In [8]:
import nltk
from nltk.corpus import stopwords
from nltk.tokenize import word_tokenize
from nltk.stem import PorterStemmer

In [9]:
# Download necessary NLTK data
nltk.download('punkt')
nltk.download('stopwords')

[nltk_data] Downloading package punkt to /Users/dhruvpai/nltk_data...
[nltk_data]   Package punkt is already up-to-date!
[nltk_data] Downloading package stopwords to
[nltk_data]     /Users/dhruvpai/nltk_data...
[nltk_data]   Package stopwords is already up-to-date!


True

In [10]:
# Sample text document
text = """Natural language processing (NLP) is a field of artificial intelligence that enables computers to understand, interpret, and generate human language. It combines computational linguistics with machine learning to process and analyze large amounts of natural language data."""

In [11]:
# Tokenizing the text into words
words = word_tokenize(text)

In [12]:
# Removing stop words
stop_words = set(stopwords.words('english'))
filtered_words = [word for word in words if word.lower() not in stop_words]

In [13]:
# Stemming using PorterStemmer
stemmer = PorterStemmer()
stemmed_words = [stemmer.stem(word) for word in filtered_words]

In [16]:
# Output the processed words
print("Original Text: ", text)
print("\nTokenized Words: ", words)
print("\nFiltered Words (Stopwords Removed): ", filtered_words)

# [Dataset content]
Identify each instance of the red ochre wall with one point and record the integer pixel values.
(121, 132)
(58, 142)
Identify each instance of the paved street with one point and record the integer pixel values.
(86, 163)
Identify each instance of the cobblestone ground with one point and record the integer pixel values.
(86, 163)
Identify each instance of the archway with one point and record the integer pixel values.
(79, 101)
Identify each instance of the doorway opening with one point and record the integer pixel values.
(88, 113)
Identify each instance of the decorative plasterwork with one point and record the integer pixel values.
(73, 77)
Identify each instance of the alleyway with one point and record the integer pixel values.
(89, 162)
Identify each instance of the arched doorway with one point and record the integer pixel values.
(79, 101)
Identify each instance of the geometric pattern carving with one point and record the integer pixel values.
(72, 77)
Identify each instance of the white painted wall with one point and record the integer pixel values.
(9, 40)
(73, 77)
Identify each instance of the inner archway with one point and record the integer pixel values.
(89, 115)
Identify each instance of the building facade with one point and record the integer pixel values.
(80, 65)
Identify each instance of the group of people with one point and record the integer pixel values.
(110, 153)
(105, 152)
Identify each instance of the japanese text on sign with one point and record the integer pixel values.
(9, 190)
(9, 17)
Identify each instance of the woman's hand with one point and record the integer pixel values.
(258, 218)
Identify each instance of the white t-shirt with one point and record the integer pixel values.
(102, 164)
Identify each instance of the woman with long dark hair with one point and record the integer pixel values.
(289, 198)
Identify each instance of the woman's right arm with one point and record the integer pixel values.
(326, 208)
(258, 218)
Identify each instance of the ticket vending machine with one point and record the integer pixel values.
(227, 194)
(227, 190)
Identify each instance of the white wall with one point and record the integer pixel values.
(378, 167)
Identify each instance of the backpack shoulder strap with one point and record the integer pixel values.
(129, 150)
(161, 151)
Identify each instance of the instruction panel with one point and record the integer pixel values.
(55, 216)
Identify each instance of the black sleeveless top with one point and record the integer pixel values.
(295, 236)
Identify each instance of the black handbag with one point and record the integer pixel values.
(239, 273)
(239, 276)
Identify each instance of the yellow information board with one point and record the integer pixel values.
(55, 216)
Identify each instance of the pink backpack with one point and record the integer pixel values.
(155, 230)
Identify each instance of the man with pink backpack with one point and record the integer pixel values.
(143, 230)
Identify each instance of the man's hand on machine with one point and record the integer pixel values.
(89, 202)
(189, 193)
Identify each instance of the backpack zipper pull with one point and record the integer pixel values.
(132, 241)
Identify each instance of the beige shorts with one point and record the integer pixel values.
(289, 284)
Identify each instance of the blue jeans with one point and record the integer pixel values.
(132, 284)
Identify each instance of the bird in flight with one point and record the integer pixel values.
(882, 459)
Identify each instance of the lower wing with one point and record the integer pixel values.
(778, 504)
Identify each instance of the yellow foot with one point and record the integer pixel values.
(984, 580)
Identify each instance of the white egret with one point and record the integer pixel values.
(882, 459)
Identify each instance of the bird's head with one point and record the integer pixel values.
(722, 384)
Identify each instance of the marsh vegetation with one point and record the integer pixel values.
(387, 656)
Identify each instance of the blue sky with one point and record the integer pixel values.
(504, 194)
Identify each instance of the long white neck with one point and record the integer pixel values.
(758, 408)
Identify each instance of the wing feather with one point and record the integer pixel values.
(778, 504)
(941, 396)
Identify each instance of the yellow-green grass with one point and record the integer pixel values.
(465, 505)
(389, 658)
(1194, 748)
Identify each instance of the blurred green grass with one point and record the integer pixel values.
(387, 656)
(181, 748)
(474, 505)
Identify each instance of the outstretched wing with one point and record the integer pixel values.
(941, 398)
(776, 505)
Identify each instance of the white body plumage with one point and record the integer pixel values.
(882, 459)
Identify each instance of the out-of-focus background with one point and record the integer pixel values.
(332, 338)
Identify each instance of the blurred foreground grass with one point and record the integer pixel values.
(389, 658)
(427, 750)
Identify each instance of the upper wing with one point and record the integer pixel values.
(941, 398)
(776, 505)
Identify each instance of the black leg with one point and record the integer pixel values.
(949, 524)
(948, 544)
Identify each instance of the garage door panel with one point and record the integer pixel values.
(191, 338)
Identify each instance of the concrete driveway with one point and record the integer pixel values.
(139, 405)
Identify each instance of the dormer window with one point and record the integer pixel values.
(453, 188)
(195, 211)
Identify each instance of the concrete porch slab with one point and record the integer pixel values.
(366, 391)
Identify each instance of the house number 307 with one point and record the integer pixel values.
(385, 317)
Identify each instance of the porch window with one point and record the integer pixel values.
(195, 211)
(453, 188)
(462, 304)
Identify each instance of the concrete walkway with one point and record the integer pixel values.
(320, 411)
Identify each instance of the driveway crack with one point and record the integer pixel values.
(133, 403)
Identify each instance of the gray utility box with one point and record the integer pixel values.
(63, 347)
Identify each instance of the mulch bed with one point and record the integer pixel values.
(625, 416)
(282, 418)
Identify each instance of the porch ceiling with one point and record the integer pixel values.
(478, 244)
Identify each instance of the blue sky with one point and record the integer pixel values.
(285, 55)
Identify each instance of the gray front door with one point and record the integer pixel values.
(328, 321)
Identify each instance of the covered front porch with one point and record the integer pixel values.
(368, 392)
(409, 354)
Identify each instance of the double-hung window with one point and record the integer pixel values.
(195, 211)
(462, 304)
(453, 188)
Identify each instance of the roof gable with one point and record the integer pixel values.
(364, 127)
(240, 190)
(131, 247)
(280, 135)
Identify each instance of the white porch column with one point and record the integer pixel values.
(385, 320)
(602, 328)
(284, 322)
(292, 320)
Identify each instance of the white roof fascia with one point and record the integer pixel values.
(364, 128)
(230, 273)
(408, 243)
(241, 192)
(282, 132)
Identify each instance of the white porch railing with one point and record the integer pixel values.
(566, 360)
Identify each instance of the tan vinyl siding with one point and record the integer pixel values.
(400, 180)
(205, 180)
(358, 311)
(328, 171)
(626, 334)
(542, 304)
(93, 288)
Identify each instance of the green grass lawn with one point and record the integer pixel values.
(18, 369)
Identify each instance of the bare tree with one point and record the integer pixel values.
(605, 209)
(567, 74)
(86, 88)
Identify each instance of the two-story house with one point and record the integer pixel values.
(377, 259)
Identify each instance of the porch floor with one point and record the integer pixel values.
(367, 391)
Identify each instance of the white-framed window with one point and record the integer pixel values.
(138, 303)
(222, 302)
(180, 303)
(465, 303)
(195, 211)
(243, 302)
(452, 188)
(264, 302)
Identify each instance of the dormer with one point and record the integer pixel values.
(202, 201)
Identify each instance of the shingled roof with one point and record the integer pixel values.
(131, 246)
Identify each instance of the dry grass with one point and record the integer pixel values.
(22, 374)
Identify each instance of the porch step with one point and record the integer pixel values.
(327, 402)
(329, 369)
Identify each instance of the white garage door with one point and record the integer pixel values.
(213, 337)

# [Work to be completed]
Give the wording of every code comment (the text following a #) in the NLTK notebook above, in the order they appear.

# [Answer to the exercise]
Download necessary NLTK data
Sample text document
Tokenizing the text into words
Removing stop words
Stemming using PorterStemmer
Output the processed words